__Extracto del texto__
Una vida subterránea (Diario 1991-1994)
Laura Freixas
Errata Naturae, 2013
ISBN: 978-84-15217-46-6
320 páginas
19 €
Alejandro Luque
De unos diarios que ven la luz, por expreso deseo de su autora, veinte
años después de ser escritos, se espera de entrada una justificación a tanta
demora. La propia Laura Freixas, en las páginas iniciales, confiesa su
“esperanza de que el tiempo suavizara los filos demasiado cortantes”. Parece un
buen gancho para adentrarse en el libro: ¿Cuáles serán esos filos? ¿Habrá
ajustes de cuentas, revelaciones sorprendentes, perfiles insospechados? El
segmento temporal que abarca el volumen, de 1991 a 1994, es aquel que va desde
el momento en que Freixas se dispone a abandonar París, hasta su traslado a
Madrid, es decir, el momento en que se fragua definitivamente como escritora,
después de haber trabajado varios años en el ámbito literario como traductora,
agente y editora.
Quienes se acerquen a estos diarios buscando –digámoslo claramente–
cotilleos, pierden el tiempo. Hay pullas y rencillas personales, críticas
venenosas y bocetos inmisericordes, pero las identidades están tan escondidas
que resulta imposible (a menos que uno conozca el paño de primerísima mano)
reconocer a casi nadie. Tan es así, que uno se pregunta hasta qué punto contar
los pecados, pero no los pecadores, no desnaturaliza completamente el relato.

__Material__
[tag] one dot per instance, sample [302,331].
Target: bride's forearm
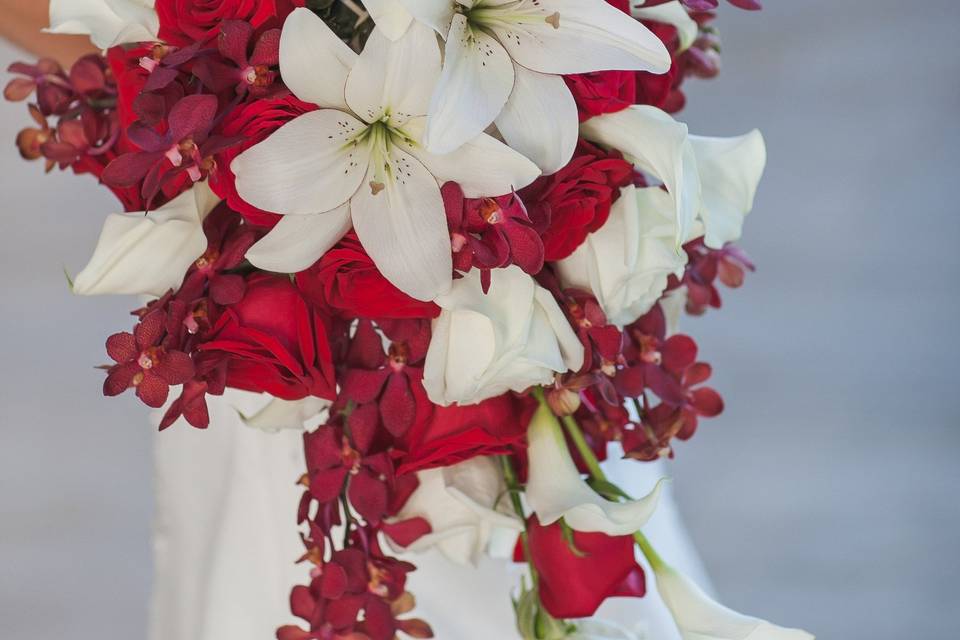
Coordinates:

==

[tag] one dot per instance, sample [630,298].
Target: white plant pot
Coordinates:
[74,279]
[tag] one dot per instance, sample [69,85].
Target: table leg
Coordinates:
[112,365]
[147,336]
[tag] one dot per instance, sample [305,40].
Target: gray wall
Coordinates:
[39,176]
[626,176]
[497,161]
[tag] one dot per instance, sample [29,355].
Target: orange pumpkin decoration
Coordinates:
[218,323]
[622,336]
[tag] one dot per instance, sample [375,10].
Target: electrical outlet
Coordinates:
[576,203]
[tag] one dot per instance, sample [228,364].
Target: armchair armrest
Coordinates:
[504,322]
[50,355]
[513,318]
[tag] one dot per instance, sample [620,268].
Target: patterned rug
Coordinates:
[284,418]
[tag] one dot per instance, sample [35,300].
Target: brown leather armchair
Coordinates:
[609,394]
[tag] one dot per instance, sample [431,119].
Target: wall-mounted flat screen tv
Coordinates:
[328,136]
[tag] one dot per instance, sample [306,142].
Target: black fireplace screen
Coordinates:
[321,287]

__Enunciado A__
Pasa al inglés esta oración de la reseña sobre los diarios de Laura Freixas: «Quienes se acerquen a estos diarios buscando –digámoslo claramente– cotilleos, pierden el tiempo.»
__Enunciado B__
Sigue escribiendo la reseña sobre los diarios de Laura Freixas a partir de su última oración.

__Respuesta correcta A__
Those who approach these diaries looking for (let's say it plainly) gossip are wasting their time.

__Respuesta correcta B__
En ocasiones preferiríamos que optara por el silencio antes que por el
enmascaramiento tras iniciales o nombres falsos, opción respetable pero
empobrecedora. Se dirá que los diarios de Byron o los de Benjamin Constant
están llenos de alusiones a personajes que desconocemos… Pero no todos los
diarios son los citados, ni todos los diaristas Byron.
Otros sí son reconocibles, como Javier García Sánchez, Mempo
Giardinelli o Cristina Peri Rossi, si bien en papeles muy secundarios, como
referentes más o menos lejanos. Y esto porque el tema central de estos escritos
es la persecución de un sueño, el de ser escritora, y la búsqueda de una
estabilidad personal que pasará, andando el tiempo, por la experiencia de la
maternidad. La Freixas que arranca el diario lucha con su condición sexual
–“para mí femenino significa cobarde, egoísta, pasivo, insignificante y
melancólico”– y con su vocación, aunque más que por desarrollarla naturalmente,
necesita demostrar que es escritora.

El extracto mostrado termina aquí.